§ **PROBLEM TO SOLVE**
Starting at the line with "of the gradient", retype each line exactly up to and including the final line of the records below.

Start of TASK INPUTS

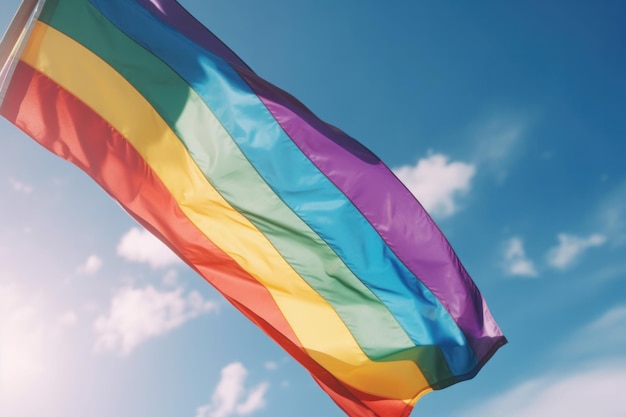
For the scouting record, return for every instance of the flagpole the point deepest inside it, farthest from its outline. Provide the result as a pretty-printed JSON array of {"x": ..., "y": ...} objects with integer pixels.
[{"x": 12, "y": 41}]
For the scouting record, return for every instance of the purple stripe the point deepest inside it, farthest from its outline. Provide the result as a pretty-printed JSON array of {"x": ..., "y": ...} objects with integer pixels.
[
  {"x": 369, "y": 184},
  {"x": 389, "y": 207},
  {"x": 179, "y": 18}
]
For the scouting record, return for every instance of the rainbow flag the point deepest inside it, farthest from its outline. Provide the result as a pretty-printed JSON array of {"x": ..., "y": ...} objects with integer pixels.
[{"x": 298, "y": 225}]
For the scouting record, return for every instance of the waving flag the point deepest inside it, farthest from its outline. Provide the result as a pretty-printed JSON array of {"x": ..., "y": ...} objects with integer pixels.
[{"x": 299, "y": 226}]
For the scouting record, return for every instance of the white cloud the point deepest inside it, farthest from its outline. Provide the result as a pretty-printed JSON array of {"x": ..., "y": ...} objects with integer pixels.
[
  {"x": 437, "y": 182},
  {"x": 498, "y": 141},
  {"x": 91, "y": 265},
  {"x": 231, "y": 397},
  {"x": 20, "y": 186},
  {"x": 32, "y": 338},
  {"x": 612, "y": 213},
  {"x": 570, "y": 248},
  {"x": 138, "y": 314},
  {"x": 22, "y": 339},
  {"x": 592, "y": 392},
  {"x": 139, "y": 245},
  {"x": 271, "y": 366},
  {"x": 68, "y": 319},
  {"x": 515, "y": 260}
]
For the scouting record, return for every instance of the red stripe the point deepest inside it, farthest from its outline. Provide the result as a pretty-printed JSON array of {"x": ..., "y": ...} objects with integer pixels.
[{"x": 68, "y": 128}]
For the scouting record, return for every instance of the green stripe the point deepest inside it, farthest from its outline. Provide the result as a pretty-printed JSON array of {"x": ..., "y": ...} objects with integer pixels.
[{"x": 373, "y": 326}]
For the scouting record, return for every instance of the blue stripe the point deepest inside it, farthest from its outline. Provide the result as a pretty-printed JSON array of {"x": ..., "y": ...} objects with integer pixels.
[{"x": 298, "y": 182}]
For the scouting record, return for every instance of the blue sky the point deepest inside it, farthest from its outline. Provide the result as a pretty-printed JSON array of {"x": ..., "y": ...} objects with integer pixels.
[{"x": 508, "y": 122}]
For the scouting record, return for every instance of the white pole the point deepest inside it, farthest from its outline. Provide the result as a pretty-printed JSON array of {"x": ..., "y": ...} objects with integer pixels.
[{"x": 13, "y": 39}]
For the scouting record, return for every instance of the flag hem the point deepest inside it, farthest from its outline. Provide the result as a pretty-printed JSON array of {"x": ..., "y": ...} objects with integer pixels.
[{"x": 12, "y": 42}]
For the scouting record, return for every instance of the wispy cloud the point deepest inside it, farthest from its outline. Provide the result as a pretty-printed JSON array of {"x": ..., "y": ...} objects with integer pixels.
[
  {"x": 498, "y": 141},
  {"x": 68, "y": 319},
  {"x": 605, "y": 336},
  {"x": 139, "y": 245},
  {"x": 31, "y": 335},
  {"x": 612, "y": 214},
  {"x": 571, "y": 248},
  {"x": 437, "y": 182},
  {"x": 22, "y": 338},
  {"x": 516, "y": 262},
  {"x": 138, "y": 314},
  {"x": 92, "y": 264},
  {"x": 231, "y": 396},
  {"x": 594, "y": 392},
  {"x": 20, "y": 187}
]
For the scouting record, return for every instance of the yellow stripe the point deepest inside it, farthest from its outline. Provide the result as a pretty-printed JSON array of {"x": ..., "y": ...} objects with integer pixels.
[{"x": 320, "y": 330}]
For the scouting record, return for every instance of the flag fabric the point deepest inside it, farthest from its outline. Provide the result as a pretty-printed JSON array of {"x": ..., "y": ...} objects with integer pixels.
[{"x": 299, "y": 226}]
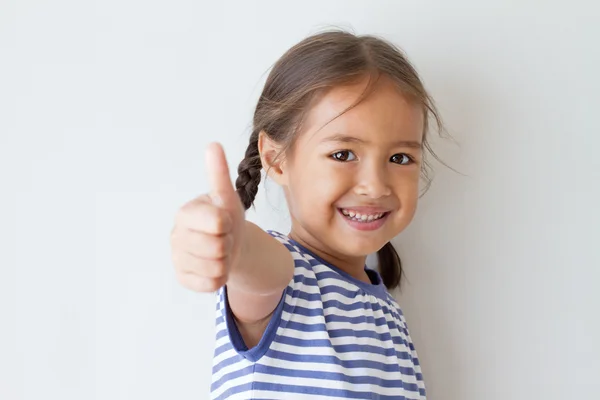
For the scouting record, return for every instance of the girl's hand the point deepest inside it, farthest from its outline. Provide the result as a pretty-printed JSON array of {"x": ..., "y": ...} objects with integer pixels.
[{"x": 208, "y": 232}]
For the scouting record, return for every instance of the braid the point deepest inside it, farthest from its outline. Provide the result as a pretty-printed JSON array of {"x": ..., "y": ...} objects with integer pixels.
[{"x": 249, "y": 169}]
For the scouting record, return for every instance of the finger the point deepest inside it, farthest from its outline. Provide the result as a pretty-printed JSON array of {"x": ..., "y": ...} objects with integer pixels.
[
  {"x": 221, "y": 188},
  {"x": 202, "y": 216},
  {"x": 202, "y": 245}
]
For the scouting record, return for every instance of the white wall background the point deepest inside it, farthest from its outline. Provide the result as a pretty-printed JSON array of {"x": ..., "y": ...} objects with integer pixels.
[{"x": 105, "y": 110}]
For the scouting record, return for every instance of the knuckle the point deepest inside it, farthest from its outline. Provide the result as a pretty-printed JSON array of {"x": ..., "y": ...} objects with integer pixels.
[{"x": 222, "y": 222}]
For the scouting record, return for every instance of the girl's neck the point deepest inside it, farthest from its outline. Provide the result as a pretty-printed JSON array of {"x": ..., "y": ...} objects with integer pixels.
[{"x": 354, "y": 266}]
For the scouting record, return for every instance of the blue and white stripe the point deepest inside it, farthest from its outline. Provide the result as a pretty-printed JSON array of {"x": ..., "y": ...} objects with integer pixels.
[{"x": 331, "y": 336}]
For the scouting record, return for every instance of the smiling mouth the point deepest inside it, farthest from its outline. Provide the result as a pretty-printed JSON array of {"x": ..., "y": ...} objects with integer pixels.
[{"x": 362, "y": 217}]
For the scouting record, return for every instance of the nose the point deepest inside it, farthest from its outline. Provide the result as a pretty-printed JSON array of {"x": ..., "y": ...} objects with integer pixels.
[{"x": 373, "y": 181}]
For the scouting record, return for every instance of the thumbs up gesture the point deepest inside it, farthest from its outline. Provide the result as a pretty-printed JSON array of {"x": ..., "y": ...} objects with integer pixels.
[{"x": 206, "y": 239}]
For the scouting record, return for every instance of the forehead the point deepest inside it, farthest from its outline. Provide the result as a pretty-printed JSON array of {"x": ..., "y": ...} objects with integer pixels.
[{"x": 385, "y": 115}]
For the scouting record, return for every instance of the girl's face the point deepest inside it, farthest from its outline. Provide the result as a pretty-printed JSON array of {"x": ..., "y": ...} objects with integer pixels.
[{"x": 352, "y": 184}]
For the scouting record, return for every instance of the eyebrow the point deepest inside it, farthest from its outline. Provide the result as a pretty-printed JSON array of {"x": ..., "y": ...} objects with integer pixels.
[{"x": 351, "y": 139}]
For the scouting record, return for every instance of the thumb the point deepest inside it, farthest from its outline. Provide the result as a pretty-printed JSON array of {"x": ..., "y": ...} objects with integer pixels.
[{"x": 221, "y": 188}]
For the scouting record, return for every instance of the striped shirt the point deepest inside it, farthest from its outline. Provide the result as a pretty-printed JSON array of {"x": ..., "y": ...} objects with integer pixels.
[{"x": 331, "y": 337}]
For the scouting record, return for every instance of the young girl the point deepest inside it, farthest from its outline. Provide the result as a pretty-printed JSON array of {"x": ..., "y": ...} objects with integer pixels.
[{"x": 341, "y": 125}]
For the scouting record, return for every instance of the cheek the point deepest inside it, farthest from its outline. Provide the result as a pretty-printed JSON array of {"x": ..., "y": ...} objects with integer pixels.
[{"x": 408, "y": 194}]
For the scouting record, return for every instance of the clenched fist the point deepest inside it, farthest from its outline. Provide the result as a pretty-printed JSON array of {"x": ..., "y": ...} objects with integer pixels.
[{"x": 206, "y": 239}]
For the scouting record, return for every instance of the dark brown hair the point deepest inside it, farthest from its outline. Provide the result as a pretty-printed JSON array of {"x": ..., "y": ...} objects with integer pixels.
[{"x": 308, "y": 70}]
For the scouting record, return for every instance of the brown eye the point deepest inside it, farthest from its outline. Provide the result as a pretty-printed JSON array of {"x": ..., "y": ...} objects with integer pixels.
[
  {"x": 344, "y": 155},
  {"x": 401, "y": 159}
]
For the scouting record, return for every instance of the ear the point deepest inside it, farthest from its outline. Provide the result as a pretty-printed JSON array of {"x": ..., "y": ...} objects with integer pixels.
[{"x": 271, "y": 157}]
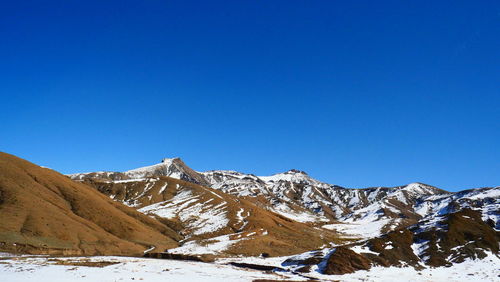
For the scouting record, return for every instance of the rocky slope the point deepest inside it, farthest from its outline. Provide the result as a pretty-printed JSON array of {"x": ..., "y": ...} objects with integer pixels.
[
  {"x": 42, "y": 211},
  {"x": 414, "y": 225},
  {"x": 213, "y": 222}
]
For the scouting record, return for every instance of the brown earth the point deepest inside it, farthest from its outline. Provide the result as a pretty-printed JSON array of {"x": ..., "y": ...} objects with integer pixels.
[
  {"x": 263, "y": 231},
  {"x": 44, "y": 212},
  {"x": 343, "y": 260}
]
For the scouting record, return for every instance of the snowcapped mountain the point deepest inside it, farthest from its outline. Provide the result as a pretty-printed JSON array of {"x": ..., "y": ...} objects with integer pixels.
[
  {"x": 228, "y": 212},
  {"x": 298, "y": 196}
]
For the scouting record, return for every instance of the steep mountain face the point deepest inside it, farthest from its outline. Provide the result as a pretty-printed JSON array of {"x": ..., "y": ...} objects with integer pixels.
[
  {"x": 414, "y": 225},
  {"x": 175, "y": 168},
  {"x": 437, "y": 241},
  {"x": 213, "y": 222},
  {"x": 296, "y": 195},
  {"x": 42, "y": 211}
]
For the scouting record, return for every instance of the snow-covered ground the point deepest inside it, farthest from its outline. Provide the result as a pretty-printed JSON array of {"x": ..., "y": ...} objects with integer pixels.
[
  {"x": 41, "y": 269},
  {"x": 33, "y": 268}
]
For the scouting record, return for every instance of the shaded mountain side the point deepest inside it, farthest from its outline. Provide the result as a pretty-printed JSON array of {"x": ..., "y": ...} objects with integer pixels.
[
  {"x": 295, "y": 194},
  {"x": 440, "y": 241},
  {"x": 44, "y": 212},
  {"x": 209, "y": 218}
]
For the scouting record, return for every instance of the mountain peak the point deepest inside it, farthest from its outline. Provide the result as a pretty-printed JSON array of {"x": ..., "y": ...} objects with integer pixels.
[{"x": 295, "y": 171}]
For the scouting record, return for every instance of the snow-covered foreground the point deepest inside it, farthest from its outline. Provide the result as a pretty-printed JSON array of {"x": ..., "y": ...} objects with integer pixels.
[
  {"x": 41, "y": 269},
  {"x": 27, "y": 268}
]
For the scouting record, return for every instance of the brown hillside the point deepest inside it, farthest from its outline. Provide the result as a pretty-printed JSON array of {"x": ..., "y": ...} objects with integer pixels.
[
  {"x": 42, "y": 211},
  {"x": 253, "y": 229}
]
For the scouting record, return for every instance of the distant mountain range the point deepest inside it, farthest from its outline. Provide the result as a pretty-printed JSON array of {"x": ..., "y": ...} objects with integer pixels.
[{"x": 335, "y": 230}]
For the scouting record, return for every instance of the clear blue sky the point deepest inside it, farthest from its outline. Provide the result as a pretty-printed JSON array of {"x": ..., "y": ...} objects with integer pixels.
[{"x": 368, "y": 93}]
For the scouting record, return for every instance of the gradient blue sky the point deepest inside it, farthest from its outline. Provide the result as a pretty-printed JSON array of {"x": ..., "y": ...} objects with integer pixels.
[{"x": 356, "y": 93}]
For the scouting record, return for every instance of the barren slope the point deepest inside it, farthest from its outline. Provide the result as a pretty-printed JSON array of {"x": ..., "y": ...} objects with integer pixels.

End of TASK INPUTS

§ **SOLUTION FOR THIS TASK**
For the scouting record, return for every instance of the gradient blue sky the point deepest inside it, farthest from its outline. Provide the result as a pretty-printed JSON array of {"x": ..., "y": ...} objects with integer pixels.
[{"x": 356, "y": 93}]
For the scouting record, return for every instance of the barren slope the point deepest inside it, farthest from its outline. Provide the result as a pretty-printed JSON array of {"x": ..., "y": ...} objects with integer pixels.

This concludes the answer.